■ Excerpted passage:
━━━━━━━━━━━━━━━━━━━━

This session, though it began as a regular kind of rehearsal, had become something more complex and interesting: a rehearsal that was asking some fundamental questions about how acting works. These questions addressed the issues of the relationship between the actor and he role, which is the central question in this research project. I had a feeling now that we were at last having the conversation I had been waiting for over two years for. We were even asking, ‘what happens when actors play clown texts and vice versa?

The next big question, having decided to ‘be ourselves in the role’ (easier said than done), was whether and how I could transfer this knowledge back into the realm of orthodox theatre and acting? Are we moving back towards other methods of actor training, and if so, which? Meisner comes to mind first of all, as do David Mamet words.

The performance. Basically, it was a rough gig. We didn’t stand our ground and remain true to ourselves-playing-the-roles. There is no excuse for this other than to look to our own performances. Having said that, there were some mitigating circumstances. The idea of the introduction didn’t work. I don’t think introducing clown, as clowns, ever really comes off. It’s far too clever. A clown presenter can exist, but he wouldn’t say much that made sense. We also altered the ending, due to problems with props, at the last minute.

But more than this, the cabaret context was not in our favour. What is it about cabarets that escapes clowns? I have been performing in and watching quite a few over these past weeks. They are superficially different kinds of places, ranging from smoky squats to west end burlesque. But they still seem to have something in common, and it is a something which doesn’t sit well with clown, perhaps.

In order to analyse what this is, I tried comparing these spaces with other spaces where I did feel that clown was the natural order of things. My most recent example, and one where I have performed and worked quite a lot, is the tent at Cal Clown (Escola de Clown de Barcelona). So, what are the differences? In the tent, the performers have a circular stage of 11 m diameter, with the audience seated on all sides apart from a small entrance. The performer thus has a lot more space than the audience does. This relationship is marvellous and gives the performer a sense of freedom to expose all to the audience. And everything is seen.

In contrast, in a cabaret, the performing space is tiny, much smaller than the auditorium. Cabaret needs the minimum space for one or two people to stand. They don’t need to move. The performance style that this results in is one that doesn’t reveal truths to the audience. I’m not sure what it does do, but for me the cabaret audience is looking for something negative, parody or satire basically, which is not something vulnerable and honest, but instead a more critical and darker view of things than what a clown brings. The cabaret performer is typically saying to the audience, ‘look at this, isn’t it awful?’ Pretty much the opposite to the clown, whose line would be, ‘look at this, isn’t it amazing?’

Maybe I have given a too harsh judgement, but I am genuinely interested in getting to the bottom of this, to enable us to perform clown in this setting, if it be possible. If not, then we won’t. Having set cabaret and clown against each other, I would also say that perhaps there can be something of cabaret in clowning, and that it might appear principally in the white-face clown. Or maybe even more so in the solo clown, the eccentric. More of that another day.

━━━━━━━━━━━━━━━━━━━━

■ Task goal: Reproduce the passage on clown and cabaret word for word, starting at "Maybe I have" and stopping after "that another day.".

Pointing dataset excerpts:

━━━━━━━━━━━━━━━━━━━━

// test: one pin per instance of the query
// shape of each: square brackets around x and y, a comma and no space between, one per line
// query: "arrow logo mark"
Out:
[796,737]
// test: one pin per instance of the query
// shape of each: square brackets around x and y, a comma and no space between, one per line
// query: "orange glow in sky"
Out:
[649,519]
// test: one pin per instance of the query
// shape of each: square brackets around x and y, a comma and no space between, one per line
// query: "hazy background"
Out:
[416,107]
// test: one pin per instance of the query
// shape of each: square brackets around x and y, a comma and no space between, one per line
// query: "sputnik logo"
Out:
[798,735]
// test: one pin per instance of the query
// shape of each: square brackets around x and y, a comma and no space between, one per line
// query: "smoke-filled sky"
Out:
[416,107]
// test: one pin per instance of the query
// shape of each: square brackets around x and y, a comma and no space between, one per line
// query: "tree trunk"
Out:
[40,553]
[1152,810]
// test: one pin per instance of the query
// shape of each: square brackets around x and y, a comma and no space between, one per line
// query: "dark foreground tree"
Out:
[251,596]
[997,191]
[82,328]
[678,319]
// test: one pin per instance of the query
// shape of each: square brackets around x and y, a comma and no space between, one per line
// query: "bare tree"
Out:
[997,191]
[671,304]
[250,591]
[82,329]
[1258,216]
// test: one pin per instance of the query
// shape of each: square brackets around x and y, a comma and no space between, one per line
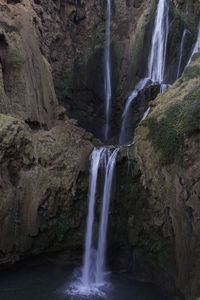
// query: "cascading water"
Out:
[156,62]
[93,271]
[185,32]
[88,265]
[196,46]
[107,77]
[100,262]
[139,86]
[157,56]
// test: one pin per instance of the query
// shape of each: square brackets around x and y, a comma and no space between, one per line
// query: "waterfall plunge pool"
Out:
[52,282]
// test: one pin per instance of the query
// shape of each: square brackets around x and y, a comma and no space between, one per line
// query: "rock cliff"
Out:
[167,150]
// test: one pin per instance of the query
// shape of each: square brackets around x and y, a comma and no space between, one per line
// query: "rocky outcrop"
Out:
[43,190]
[167,150]
[72,37]
[43,154]
[26,85]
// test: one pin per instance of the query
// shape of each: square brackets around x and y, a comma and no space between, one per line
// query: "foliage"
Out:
[167,133]
[192,118]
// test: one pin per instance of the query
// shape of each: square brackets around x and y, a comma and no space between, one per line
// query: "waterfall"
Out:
[88,271]
[139,86]
[185,32]
[100,262]
[196,46]
[93,271]
[107,77]
[156,62]
[157,56]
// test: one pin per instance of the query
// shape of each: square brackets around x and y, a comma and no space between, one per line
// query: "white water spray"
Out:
[196,46]
[139,87]
[101,252]
[157,56]
[156,62]
[88,265]
[107,77]
[185,32]
[93,271]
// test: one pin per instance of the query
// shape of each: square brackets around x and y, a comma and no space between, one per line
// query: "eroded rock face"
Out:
[43,190]
[26,85]
[167,149]
[72,35]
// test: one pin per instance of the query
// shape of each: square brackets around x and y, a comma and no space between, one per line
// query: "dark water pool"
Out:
[50,282]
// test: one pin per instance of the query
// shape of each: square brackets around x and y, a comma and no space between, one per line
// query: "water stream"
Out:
[107,77]
[196,47]
[179,72]
[156,62]
[88,275]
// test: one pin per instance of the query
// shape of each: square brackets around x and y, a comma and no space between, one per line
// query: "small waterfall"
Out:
[107,77]
[185,32]
[88,270]
[145,114]
[93,271]
[139,87]
[101,257]
[196,46]
[157,56]
[156,62]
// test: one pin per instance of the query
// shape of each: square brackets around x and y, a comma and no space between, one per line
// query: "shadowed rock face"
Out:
[43,179]
[26,84]
[43,189]
[43,186]
[167,150]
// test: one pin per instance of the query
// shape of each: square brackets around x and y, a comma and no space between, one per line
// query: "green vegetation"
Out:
[167,133]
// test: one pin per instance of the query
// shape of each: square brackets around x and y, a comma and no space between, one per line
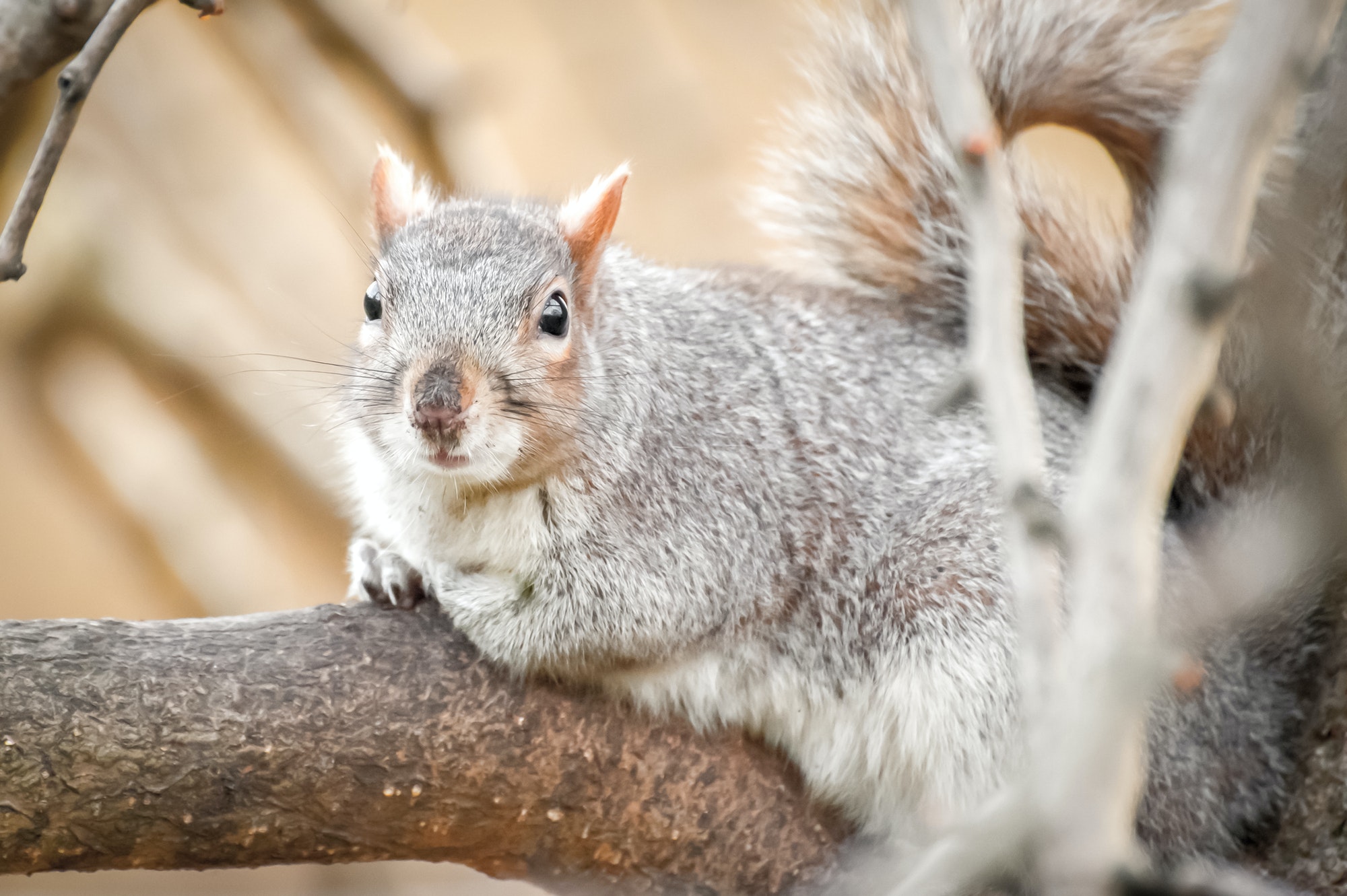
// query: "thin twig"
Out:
[999,364]
[1282,292]
[75,82]
[1164,362]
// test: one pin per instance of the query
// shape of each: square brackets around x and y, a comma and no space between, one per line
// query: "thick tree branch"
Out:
[351,734]
[1162,366]
[75,83]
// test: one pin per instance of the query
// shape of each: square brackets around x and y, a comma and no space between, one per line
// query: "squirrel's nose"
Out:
[438,419]
[442,400]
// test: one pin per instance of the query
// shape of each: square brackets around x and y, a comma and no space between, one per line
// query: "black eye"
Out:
[374,304]
[556,318]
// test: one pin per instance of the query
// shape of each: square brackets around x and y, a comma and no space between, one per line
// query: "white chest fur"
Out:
[425,518]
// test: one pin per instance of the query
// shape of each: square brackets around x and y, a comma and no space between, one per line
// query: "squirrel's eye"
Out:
[556,318]
[374,304]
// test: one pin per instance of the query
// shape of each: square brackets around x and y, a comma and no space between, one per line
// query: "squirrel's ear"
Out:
[398,197]
[588,219]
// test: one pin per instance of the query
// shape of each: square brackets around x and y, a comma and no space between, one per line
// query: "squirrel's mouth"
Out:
[447,460]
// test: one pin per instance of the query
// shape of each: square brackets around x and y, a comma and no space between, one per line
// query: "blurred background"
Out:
[200,263]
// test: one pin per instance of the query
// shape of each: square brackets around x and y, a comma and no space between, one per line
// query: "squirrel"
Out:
[727,493]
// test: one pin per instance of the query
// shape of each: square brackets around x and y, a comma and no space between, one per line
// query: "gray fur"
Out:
[751,513]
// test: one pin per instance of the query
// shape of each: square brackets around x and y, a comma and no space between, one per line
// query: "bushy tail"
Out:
[863,186]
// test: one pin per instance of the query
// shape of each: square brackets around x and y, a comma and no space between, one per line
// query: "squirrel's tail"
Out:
[864,183]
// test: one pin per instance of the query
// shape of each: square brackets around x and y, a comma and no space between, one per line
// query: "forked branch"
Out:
[1163,365]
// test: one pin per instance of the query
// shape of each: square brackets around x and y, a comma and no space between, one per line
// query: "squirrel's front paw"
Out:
[385,578]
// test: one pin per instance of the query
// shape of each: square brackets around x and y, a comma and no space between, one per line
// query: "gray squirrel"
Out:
[727,493]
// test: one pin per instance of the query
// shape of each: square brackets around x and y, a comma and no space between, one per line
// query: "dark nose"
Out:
[438,401]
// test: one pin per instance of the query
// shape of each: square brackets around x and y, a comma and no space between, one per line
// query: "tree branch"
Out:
[351,734]
[1162,368]
[75,82]
[38,34]
[999,361]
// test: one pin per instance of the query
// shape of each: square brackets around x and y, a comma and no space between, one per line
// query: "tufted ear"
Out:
[398,197]
[588,219]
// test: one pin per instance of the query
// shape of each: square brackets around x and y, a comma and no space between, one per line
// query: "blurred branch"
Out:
[75,82]
[351,734]
[1074,816]
[1162,368]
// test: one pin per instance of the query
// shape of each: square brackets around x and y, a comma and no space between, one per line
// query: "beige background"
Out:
[200,263]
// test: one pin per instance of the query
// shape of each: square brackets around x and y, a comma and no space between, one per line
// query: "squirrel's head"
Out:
[471,355]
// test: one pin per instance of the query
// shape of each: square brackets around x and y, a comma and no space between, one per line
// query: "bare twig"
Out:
[75,82]
[1077,805]
[1000,366]
[36,36]
[1163,365]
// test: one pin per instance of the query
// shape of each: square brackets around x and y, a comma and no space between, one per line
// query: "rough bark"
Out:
[351,734]
[38,34]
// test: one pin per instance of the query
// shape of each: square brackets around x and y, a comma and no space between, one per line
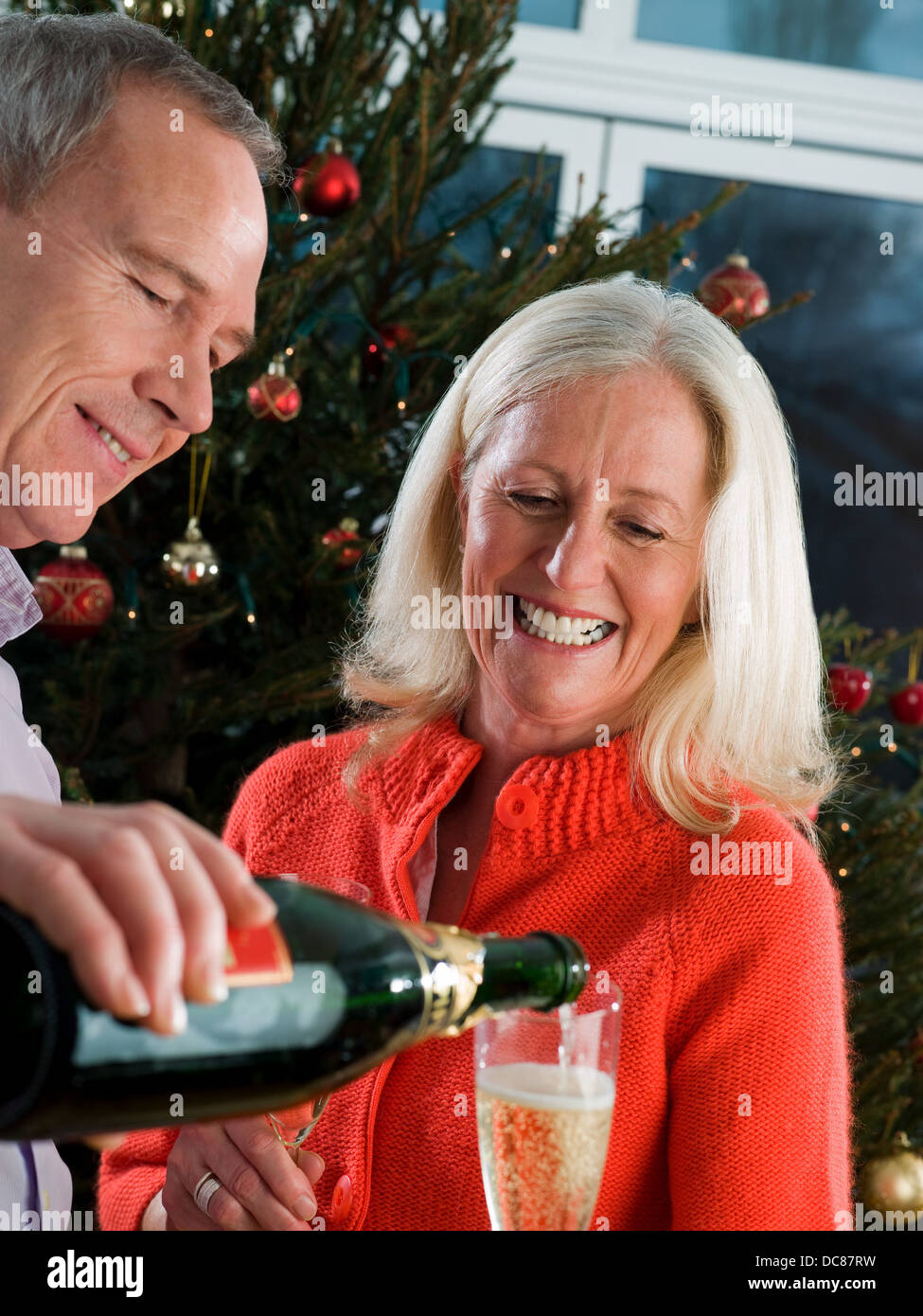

━━━━━━━━━━━━━━━━━━━━

■ Solution to this exercise:
Maybe I have given a too harsh judgement, but I am genuinely interested in getting to the bottom of this, to enable us to perform clown in this setting, if it be possible. If not, then we won’t. Having set cabaret and clown against each other, I would also say that perhaps there can be something of cabaret in clowning, and that it might appear principally in the white-face clown. Or maybe even more so in the solo clown, the eccentric. More of that another day.